- [The problem]
Exactly the lines from the start of the entries through the line with "[locate] dark apartment" are required in the output, with no pictures among them.

*** Opening of Given records ***

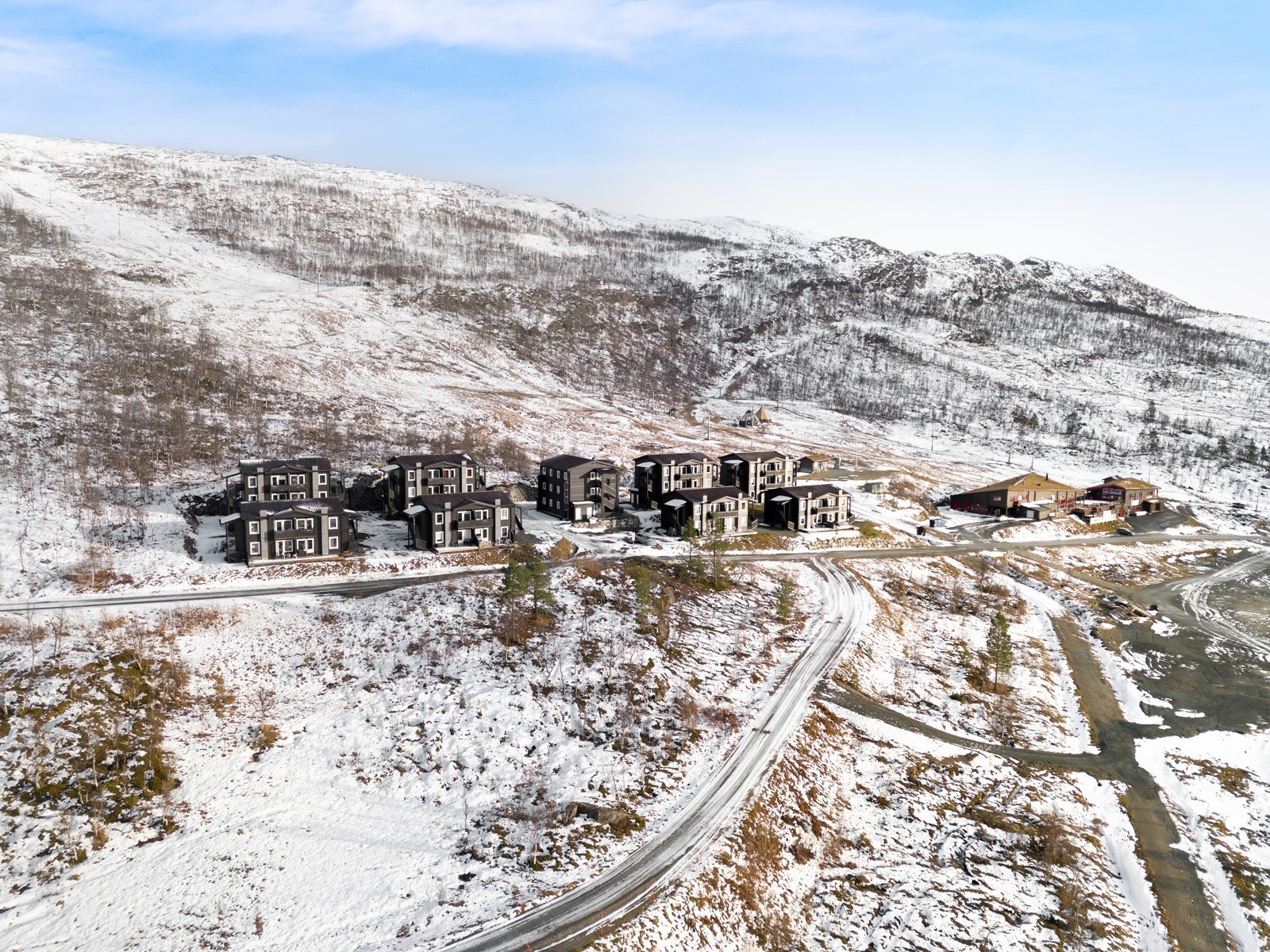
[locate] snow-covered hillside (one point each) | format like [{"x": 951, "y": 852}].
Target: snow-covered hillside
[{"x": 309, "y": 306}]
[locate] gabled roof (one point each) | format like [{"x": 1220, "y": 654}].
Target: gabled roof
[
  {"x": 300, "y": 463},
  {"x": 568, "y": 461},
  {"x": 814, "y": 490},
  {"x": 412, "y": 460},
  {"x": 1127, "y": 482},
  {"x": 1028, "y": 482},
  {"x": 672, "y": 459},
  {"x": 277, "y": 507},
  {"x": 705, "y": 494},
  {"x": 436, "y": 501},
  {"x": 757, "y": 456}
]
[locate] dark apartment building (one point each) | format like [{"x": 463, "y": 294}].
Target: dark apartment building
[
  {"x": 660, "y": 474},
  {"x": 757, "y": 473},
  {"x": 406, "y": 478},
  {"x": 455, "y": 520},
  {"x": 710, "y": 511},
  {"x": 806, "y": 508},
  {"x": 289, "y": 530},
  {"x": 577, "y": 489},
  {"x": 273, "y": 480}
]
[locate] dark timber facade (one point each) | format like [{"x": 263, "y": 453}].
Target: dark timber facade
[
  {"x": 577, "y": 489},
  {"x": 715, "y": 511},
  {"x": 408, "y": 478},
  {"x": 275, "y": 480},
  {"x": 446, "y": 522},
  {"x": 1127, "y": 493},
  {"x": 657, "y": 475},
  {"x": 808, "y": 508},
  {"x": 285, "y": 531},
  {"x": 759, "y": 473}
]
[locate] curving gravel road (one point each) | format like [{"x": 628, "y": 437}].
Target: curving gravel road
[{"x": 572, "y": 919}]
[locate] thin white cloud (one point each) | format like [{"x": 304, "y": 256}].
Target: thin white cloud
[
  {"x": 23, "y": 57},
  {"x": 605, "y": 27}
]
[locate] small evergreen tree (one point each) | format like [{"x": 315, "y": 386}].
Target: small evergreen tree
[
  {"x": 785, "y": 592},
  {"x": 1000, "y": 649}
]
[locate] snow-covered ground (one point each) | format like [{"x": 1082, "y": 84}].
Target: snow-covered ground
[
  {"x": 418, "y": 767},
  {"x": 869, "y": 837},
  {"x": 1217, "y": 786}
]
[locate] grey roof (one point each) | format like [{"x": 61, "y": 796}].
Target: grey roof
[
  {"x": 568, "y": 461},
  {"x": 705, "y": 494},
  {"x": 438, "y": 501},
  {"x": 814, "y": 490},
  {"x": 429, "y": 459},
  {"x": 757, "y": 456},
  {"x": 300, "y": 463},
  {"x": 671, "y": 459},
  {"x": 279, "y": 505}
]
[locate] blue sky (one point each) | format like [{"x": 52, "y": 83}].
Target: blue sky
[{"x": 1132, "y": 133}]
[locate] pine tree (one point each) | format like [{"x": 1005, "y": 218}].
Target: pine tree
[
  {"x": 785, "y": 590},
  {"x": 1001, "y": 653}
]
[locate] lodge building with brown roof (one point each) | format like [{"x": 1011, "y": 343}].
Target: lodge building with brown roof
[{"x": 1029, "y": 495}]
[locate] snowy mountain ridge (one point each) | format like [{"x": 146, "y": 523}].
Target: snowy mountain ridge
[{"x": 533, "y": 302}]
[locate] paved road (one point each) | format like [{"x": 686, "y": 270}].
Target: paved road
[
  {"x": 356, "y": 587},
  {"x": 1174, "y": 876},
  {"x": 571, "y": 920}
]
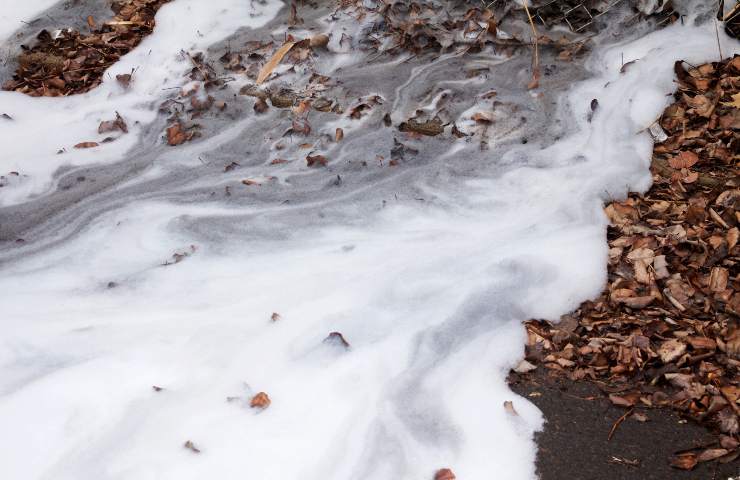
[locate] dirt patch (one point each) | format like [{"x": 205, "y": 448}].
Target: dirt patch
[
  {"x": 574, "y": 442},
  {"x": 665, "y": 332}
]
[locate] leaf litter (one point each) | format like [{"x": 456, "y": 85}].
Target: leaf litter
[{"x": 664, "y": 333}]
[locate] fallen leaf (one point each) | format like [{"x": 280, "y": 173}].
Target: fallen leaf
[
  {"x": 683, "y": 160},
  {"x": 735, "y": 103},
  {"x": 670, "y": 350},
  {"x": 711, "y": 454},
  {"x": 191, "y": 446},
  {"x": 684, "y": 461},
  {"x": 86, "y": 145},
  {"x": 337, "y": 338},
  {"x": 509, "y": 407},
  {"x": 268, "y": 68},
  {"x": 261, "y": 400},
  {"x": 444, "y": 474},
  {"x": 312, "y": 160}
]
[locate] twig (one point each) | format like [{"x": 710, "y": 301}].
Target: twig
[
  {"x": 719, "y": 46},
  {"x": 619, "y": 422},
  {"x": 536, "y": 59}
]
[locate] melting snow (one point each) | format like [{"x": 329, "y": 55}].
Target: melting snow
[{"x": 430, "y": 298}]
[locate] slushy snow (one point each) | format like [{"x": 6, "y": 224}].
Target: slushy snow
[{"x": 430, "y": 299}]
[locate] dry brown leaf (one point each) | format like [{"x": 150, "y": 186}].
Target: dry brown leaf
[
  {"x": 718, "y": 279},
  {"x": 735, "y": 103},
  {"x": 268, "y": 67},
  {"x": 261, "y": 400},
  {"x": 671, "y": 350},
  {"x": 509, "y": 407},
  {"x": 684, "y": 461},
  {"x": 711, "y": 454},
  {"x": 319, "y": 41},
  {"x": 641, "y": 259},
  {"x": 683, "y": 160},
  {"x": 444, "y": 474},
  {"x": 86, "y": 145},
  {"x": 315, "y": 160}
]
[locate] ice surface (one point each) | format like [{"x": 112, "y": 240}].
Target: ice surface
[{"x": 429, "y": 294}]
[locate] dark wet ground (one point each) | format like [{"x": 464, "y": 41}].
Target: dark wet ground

*** Close of Given records ***

- [Response for this exercise]
[locate] snow-covered hillside (one point each) | format like [{"x": 951, "y": 852}].
Target: snow-covered hillside
[{"x": 309, "y": 306}]
[locate] gabled roof (one point each) | format like [{"x": 1220, "y": 654}].
Target: gabled roof
[
  {"x": 300, "y": 463},
  {"x": 568, "y": 461},
  {"x": 814, "y": 490},
  {"x": 412, "y": 460},
  {"x": 1127, "y": 482},
  {"x": 1028, "y": 482},
  {"x": 672, "y": 459},
  {"x": 277, "y": 507},
  {"x": 705, "y": 494},
  {"x": 436, "y": 501},
  {"x": 757, "y": 456}
]
[locate] dark apartment building (one point each) | format like [{"x": 463, "y": 294}].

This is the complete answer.